Reproduce each of the rows below word for word, keeping every line as it stands.

===== Data listing

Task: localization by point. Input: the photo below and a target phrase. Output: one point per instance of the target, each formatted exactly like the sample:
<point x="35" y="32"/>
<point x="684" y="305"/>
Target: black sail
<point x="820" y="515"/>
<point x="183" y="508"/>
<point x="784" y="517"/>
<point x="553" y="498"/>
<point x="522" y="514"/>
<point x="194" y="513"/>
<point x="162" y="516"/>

==========

- **Result of the exercise**:
Task: localization by point. Input: the photo below and a target phrase. Output: one point per instance of the target, each formatted exactly like the sample:
<point x="35" y="32"/>
<point x="684" y="305"/>
Target: black sail
<point x="820" y="515"/>
<point x="183" y="508"/>
<point x="784" y="517"/>
<point x="553" y="498"/>
<point x="522" y="514"/>
<point x="194" y="513"/>
<point x="162" y="516"/>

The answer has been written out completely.